# DATA:
----------------

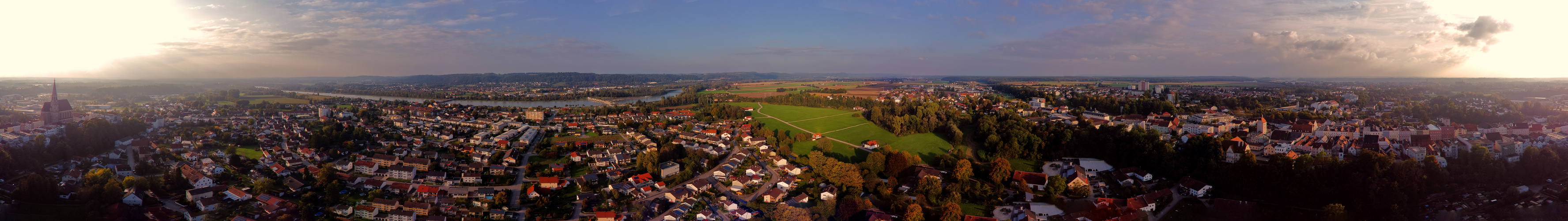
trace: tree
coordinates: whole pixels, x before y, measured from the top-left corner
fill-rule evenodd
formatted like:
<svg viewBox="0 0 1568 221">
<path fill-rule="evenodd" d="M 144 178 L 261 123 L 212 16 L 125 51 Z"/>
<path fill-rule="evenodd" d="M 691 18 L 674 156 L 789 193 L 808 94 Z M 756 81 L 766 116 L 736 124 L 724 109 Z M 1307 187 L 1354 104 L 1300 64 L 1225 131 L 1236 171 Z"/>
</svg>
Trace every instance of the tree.
<svg viewBox="0 0 1568 221">
<path fill-rule="evenodd" d="M 273 180 L 273 179 L 260 179 L 260 180 L 256 180 L 254 185 L 256 185 L 256 191 L 257 193 L 276 193 L 278 190 L 282 190 L 282 187 L 278 183 L 278 180 Z"/>
<path fill-rule="evenodd" d="M 909 207 L 905 207 L 903 221 L 925 221 L 925 212 L 920 212 L 920 204 L 909 204 Z"/>
<path fill-rule="evenodd" d="M 1322 219 L 1323 221 L 1347 221 L 1350 218 L 1345 216 L 1345 205 L 1328 204 L 1328 205 L 1323 205 Z"/>
<path fill-rule="evenodd" d="M 837 212 L 836 212 L 837 208 L 839 208 L 839 201 L 837 199 L 823 199 L 823 201 L 817 201 L 817 205 L 812 205 L 811 212 L 817 213 L 817 215 L 822 215 L 822 216 L 831 216 L 831 215 L 837 215 Z"/>
<path fill-rule="evenodd" d="M 1047 180 L 1046 182 L 1046 193 L 1051 194 L 1051 197 L 1062 196 L 1062 191 L 1068 190 L 1068 179 L 1066 177 L 1051 176 L 1046 180 Z"/>
<path fill-rule="evenodd" d="M 942 221 L 964 221 L 964 210 L 958 204 L 947 202 L 942 205 Z"/>
<path fill-rule="evenodd" d="M 837 216 L 836 218 L 840 219 L 840 221 L 842 219 L 850 219 L 850 216 L 855 216 L 855 213 L 858 213 L 858 212 L 864 210 L 867 205 L 870 205 L 870 204 L 862 204 L 864 199 L 861 199 L 861 196 L 855 196 L 855 194 L 839 196 L 839 201 L 840 202 L 837 202 L 839 208 L 837 208 Z"/>
<path fill-rule="evenodd" d="M 817 139 L 817 149 L 822 149 L 823 152 L 833 152 L 833 139 L 818 138 Z"/>
<path fill-rule="evenodd" d="M 883 166 L 887 166 L 887 155 L 881 152 L 867 154 L 866 161 L 861 161 L 861 168 L 878 174 L 883 171 Z"/>
<path fill-rule="evenodd" d="M 953 166 L 953 179 L 958 179 L 958 182 L 969 182 L 969 177 L 974 174 L 975 172 L 972 168 L 969 168 L 967 158 L 958 160 L 958 166 Z"/>
<path fill-rule="evenodd" d="M 773 218 L 775 221 L 811 221 L 811 210 L 790 205 L 778 205 L 773 208 L 773 213 L 770 213 L 768 218 Z"/>
<path fill-rule="evenodd" d="M 1008 163 L 1007 158 L 1000 158 L 1000 157 L 997 157 L 996 160 L 991 160 L 991 180 L 993 182 L 1004 183 L 1004 182 L 1007 182 L 1007 179 L 1011 179 L 1011 177 L 1013 177 L 1013 163 Z"/>
<path fill-rule="evenodd" d="M 637 166 L 643 168 L 648 172 L 659 171 L 659 154 L 654 152 L 637 154 Z"/>
<path fill-rule="evenodd" d="M 942 179 L 920 177 L 920 182 L 916 185 L 916 191 L 925 194 L 925 199 L 936 202 L 938 197 L 942 196 Z"/>
<path fill-rule="evenodd" d="M 894 150 L 887 154 L 887 166 L 883 168 L 886 169 L 883 172 L 887 172 L 887 177 L 895 177 L 898 172 L 903 172 L 905 168 L 909 168 L 909 158 Z"/>
</svg>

----------------

# THE REQUEST:
Switch every "tree" in the records above to "shrub" and write the lines out again, keeping everything else the same and leaving out the picture.

# CORRECT ANSWER:
trace: shrub
coordinates: whole pixels, x before y, measured from the top-left corner
fill-rule evenodd
formatted like:
<svg viewBox="0 0 1568 221">
<path fill-rule="evenodd" d="M 144 178 L 261 123 L 212 16 L 125 51 Z"/>
<path fill-rule="evenodd" d="M 691 18 L 674 156 L 789 193 L 808 94 Z M 756 81 L 766 116 L 736 124 L 724 109 Z M 1307 187 L 1354 104 L 1300 64 L 1225 131 L 1236 171 Z"/>
</svg>
Trace every instance of the shrub.
<svg viewBox="0 0 1568 221">
<path fill-rule="evenodd" d="M 273 180 L 273 179 L 260 179 L 260 180 L 256 180 L 254 185 L 256 185 L 256 191 L 257 193 L 276 193 L 278 190 L 282 190 L 282 187 L 278 183 L 278 180 Z"/>
<path fill-rule="evenodd" d="M 909 207 L 905 207 L 903 221 L 925 221 L 925 212 L 920 212 L 920 204 L 909 204 Z"/>
<path fill-rule="evenodd" d="M 1322 219 L 1323 221 L 1347 221 L 1350 218 L 1345 216 L 1345 205 L 1328 204 L 1328 205 L 1323 205 Z"/>
<path fill-rule="evenodd" d="M 837 212 L 836 212 L 837 208 L 839 208 L 839 201 L 837 199 L 823 199 L 823 201 L 817 201 L 817 205 L 812 205 L 811 212 L 817 213 L 817 215 L 822 215 L 822 216 L 831 216 L 831 215 L 837 215 Z"/>
<path fill-rule="evenodd" d="M 1047 180 L 1046 182 L 1046 193 L 1051 194 L 1051 197 L 1062 196 L 1062 191 L 1068 190 L 1068 179 L 1066 177 L 1051 176 L 1046 180 Z"/>
<path fill-rule="evenodd" d="M 942 221 L 964 221 L 964 210 L 958 204 L 947 202 L 942 205 Z"/>
<path fill-rule="evenodd" d="M 837 216 L 836 218 L 840 219 L 840 221 L 842 219 L 850 219 L 850 216 L 855 216 L 855 213 L 858 213 L 858 212 L 864 210 L 867 205 L 870 205 L 870 204 L 862 204 L 864 199 L 861 199 L 861 196 L 855 196 L 855 194 L 839 196 L 839 201 L 840 202 L 837 202 L 839 208 L 837 208 Z"/>
<path fill-rule="evenodd" d="M 817 139 L 817 149 L 822 149 L 823 152 L 833 152 L 833 139 L 818 138 Z"/>
<path fill-rule="evenodd" d="M 883 166 L 887 166 L 887 155 L 881 152 L 867 154 L 866 161 L 861 161 L 861 168 L 878 174 L 883 171 Z"/>
<path fill-rule="evenodd" d="M 953 166 L 953 179 L 958 179 L 958 182 L 969 182 L 969 177 L 974 174 L 975 172 L 972 168 L 969 168 L 967 158 L 958 160 L 958 166 Z"/>
<path fill-rule="evenodd" d="M 773 218 L 775 221 L 811 221 L 811 210 L 790 205 L 778 205 L 773 208 L 773 213 L 770 213 L 768 218 Z"/>
<path fill-rule="evenodd" d="M 1008 163 L 1007 158 L 1000 158 L 1000 157 L 997 157 L 996 160 L 991 160 L 991 180 L 993 182 L 1004 183 L 1004 182 L 1007 182 L 1007 179 L 1011 179 L 1011 177 L 1013 177 L 1013 163 Z"/>
<path fill-rule="evenodd" d="M 637 166 L 643 168 L 648 172 L 659 171 L 659 154 L 654 152 L 637 154 Z"/>
<path fill-rule="evenodd" d="M 942 179 L 920 177 L 920 182 L 916 185 L 916 191 L 925 194 L 925 199 L 936 202 L 938 197 L 942 196 Z"/>
<path fill-rule="evenodd" d="M 894 150 L 887 154 L 887 166 L 883 168 L 886 169 L 883 172 L 887 172 L 887 177 L 895 177 L 898 172 L 903 172 L 905 168 L 909 168 L 909 158 Z"/>
</svg>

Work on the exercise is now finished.